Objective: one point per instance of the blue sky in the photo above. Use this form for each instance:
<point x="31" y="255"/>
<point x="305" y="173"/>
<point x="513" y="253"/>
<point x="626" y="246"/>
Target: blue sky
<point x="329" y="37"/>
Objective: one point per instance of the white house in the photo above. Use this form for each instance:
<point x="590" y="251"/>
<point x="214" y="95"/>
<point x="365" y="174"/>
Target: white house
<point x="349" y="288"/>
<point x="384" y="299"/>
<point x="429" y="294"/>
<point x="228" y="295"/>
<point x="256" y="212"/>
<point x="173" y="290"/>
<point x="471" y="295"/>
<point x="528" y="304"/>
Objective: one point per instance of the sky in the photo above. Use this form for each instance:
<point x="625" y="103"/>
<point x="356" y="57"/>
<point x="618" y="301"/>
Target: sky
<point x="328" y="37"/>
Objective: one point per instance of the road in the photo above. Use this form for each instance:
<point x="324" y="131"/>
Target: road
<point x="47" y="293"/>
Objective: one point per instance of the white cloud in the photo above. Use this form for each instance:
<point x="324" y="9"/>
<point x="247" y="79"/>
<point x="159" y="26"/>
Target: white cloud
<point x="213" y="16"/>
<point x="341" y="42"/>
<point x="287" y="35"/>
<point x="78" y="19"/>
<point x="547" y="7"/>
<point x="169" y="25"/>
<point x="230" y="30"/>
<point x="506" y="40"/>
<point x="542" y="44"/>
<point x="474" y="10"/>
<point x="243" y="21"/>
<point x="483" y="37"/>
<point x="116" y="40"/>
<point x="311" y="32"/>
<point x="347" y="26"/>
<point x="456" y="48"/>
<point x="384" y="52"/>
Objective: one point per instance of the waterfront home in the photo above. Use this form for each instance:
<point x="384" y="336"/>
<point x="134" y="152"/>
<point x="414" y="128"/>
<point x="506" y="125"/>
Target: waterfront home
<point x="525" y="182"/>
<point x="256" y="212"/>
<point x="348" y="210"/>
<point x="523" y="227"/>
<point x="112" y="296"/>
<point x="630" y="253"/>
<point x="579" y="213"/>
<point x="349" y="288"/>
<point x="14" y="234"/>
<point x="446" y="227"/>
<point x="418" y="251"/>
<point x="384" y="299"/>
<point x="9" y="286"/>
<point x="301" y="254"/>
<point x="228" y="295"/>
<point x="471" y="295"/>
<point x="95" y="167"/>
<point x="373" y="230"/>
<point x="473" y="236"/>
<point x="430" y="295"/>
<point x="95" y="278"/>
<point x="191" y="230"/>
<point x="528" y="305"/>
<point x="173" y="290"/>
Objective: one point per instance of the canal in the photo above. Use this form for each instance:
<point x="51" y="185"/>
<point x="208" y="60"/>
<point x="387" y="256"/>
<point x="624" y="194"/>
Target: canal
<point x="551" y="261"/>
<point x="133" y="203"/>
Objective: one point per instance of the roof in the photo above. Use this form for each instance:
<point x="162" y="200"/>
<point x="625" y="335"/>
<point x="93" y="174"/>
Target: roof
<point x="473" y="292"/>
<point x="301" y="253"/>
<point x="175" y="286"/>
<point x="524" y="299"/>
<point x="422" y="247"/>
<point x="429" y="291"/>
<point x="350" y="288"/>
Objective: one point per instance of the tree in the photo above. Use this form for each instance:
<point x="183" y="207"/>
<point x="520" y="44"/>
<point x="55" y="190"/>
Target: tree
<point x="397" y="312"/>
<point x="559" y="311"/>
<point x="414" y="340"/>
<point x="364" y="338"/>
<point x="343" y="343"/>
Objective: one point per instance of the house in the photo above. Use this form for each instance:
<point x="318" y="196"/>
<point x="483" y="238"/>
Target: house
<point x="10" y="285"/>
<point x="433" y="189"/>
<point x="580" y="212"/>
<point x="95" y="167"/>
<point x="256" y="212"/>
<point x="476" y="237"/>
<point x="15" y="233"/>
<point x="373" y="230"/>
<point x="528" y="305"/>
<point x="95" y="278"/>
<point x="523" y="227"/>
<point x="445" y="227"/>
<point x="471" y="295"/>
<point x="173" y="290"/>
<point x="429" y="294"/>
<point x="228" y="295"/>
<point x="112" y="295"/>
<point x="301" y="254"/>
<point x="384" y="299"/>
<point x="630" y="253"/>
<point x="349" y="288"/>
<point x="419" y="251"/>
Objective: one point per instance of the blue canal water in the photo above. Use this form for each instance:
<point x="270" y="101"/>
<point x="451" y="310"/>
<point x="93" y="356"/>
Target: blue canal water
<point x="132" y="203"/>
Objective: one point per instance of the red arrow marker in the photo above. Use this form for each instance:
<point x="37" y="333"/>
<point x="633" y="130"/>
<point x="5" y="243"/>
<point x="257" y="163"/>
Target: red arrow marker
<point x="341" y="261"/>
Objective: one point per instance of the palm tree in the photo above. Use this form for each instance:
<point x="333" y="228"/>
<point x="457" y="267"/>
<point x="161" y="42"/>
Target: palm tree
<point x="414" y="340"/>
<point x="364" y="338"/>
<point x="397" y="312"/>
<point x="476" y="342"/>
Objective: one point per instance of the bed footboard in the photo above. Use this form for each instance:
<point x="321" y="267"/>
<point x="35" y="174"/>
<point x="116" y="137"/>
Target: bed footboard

------------------------------------------------------------------------

Output the entire listing precisely as it stands.

Objective: one point per instance of the blue sky in the photo above. Use this form for each instance:
<point x="31" y="255"/>
<point x="305" y="173"/>
<point x="513" y="253"/>
<point x="626" y="246"/>
Target: blue sky
<point x="329" y="37"/>
Objective: one point per instance of the white house in the photo above. Use this form for each instance:
<point x="590" y="251"/>
<point x="214" y="95"/>
<point x="365" y="174"/>
Target: white house
<point x="349" y="288"/>
<point x="384" y="299"/>
<point x="429" y="294"/>
<point x="228" y="295"/>
<point x="256" y="212"/>
<point x="173" y="290"/>
<point x="471" y="295"/>
<point x="528" y="304"/>
Objective: one point per instance of the sky in the photo above. Use this form for each instance:
<point x="625" y="103"/>
<point x="356" y="57"/>
<point x="618" y="301"/>
Target: sky
<point x="328" y="37"/>
Objective: one point per instance of the road in the photo above. Use this form for each instance:
<point x="324" y="131"/>
Target: road
<point x="47" y="293"/>
Objective: one point per instance of the white cloud in the photo above. Use this form for each instance:
<point x="324" y="9"/>
<point x="247" y="79"/>
<point x="159" y="26"/>
Target: white cloud
<point x="213" y="16"/>
<point x="341" y="42"/>
<point x="287" y="35"/>
<point x="78" y="19"/>
<point x="547" y="7"/>
<point x="169" y="25"/>
<point x="230" y="30"/>
<point x="506" y="40"/>
<point x="542" y="44"/>
<point x="474" y="10"/>
<point x="243" y="21"/>
<point x="483" y="37"/>
<point x="116" y="40"/>
<point x="311" y="32"/>
<point x="347" y="26"/>
<point x="456" y="48"/>
<point x="384" y="52"/>
Objective: one point per instance of the waterfront home in the photo above. Use this form for each instance:
<point x="384" y="336"/>
<point x="134" y="152"/>
<point x="414" y="128"/>
<point x="506" y="125"/>
Target: waterfront home
<point x="525" y="182"/>
<point x="256" y="212"/>
<point x="348" y="210"/>
<point x="523" y="227"/>
<point x="112" y="296"/>
<point x="630" y="253"/>
<point x="579" y="213"/>
<point x="349" y="288"/>
<point x="14" y="234"/>
<point x="446" y="227"/>
<point x="418" y="251"/>
<point x="384" y="299"/>
<point x="9" y="286"/>
<point x="301" y="254"/>
<point x="228" y="295"/>
<point x="471" y="295"/>
<point x="95" y="167"/>
<point x="373" y="230"/>
<point x="473" y="236"/>
<point x="430" y="295"/>
<point x="95" y="278"/>
<point x="191" y="230"/>
<point x="528" y="305"/>
<point x="173" y="290"/>
Objective: one point per instance of the canal in the photo above. Use this form for each instance:
<point x="51" y="185"/>
<point x="208" y="60"/>
<point x="387" y="256"/>
<point x="624" y="194"/>
Target: canal
<point x="551" y="261"/>
<point x="133" y="203"/>
Objective: one point per instance of the roof in the photo above. Use this form for each instance:
<point x="162" y="200"/>
<point x="625" y="335"/>
<point x="93" y="174"/>
Target: roof
<point x="473" y="292"/>
<point x="301" y="253"/>
<point x="175" y="286"/>
<point x="524" y="299"/>
<point x="422" y="247"/>
<point x="429" y="291"/>
<point x="350" y="288"/>
Objective: one point per instance of the tree in the photo above. Use this form for each instance:
<point x="183" y="207"/>
<point x="520" y="44"/>
<point x="55" y="190"/>
Target: tree
<point x="397" y="312"/>
<point x="559" y="311"/>
<point x="414" y="340"/>
<point x="364" y="338"/>
<point x="343" y="343"/>
Objective: one point per instance of the house in the photo above. Use this form for each instance:
<point x="318" y="196"/>
<point x="483" y="238"/>
Target: house
<point x="10" y="285"/>
<point x="433" y="189"/>
<point x="580" y="212"/>
<point x="95" y="167"/>
<point x="256" y="212"/>
<point x="476" y="237"/>
<point x="15" y="233"/>
<point x="373" y="230"/>
<point x="528" y="305"/>
<point x="95" y="278"/>
<point x="523" y="227"/>
<point x="445" y="227"/>
<point x="471" y="295"/>
<point x="173" y="290"/>
<point x="429" y="294"/>
<point x="228" y="295"/>
<point x="112" y="295"/>
<point x="301" y="254"/>
<point x="384" y="299"/>
<point x="630" y="253"/>
<point x="349" y="288"/>
<point x="419" y="251"/>
Objective: one point per instance of the blue canal water in the photo above. Use this form for each instance:
<point x="270" y="101"/>
<point x="451" y="310"/>
<point x="93" y="356"/>
Target: blue canal water
<point x="132" y="203"/>
Objective: one point per instance of the red arrow marker in the photo above. Use this form for each instance:
<point x="37" y="333"/>
<point x="633" y="130"/>
<point x="5" y="243"/>
<point x="257" y="163"/>
Target: red arrow marker
<point x="341" y="261"/>
Objective: one point per instance of the palm tree in the photo above. Use this form for each instance:
<point x="333" y="228"/>
<point x="457" y="267"/>
<point x="161" y="42"/>
Target: palm tree
<point x="414" y="340"/>
<point x="364" y="338"/>
<point x="397" y="312"/>
<point x="476" y="342"/>
Objective: one point per instance of the bed footboard in the photo above. Use this form for each instance:
<point x="321" y="267"/>
<point x="35" y="174"/>
<point x="116" y="137"/>
Target: bed footboard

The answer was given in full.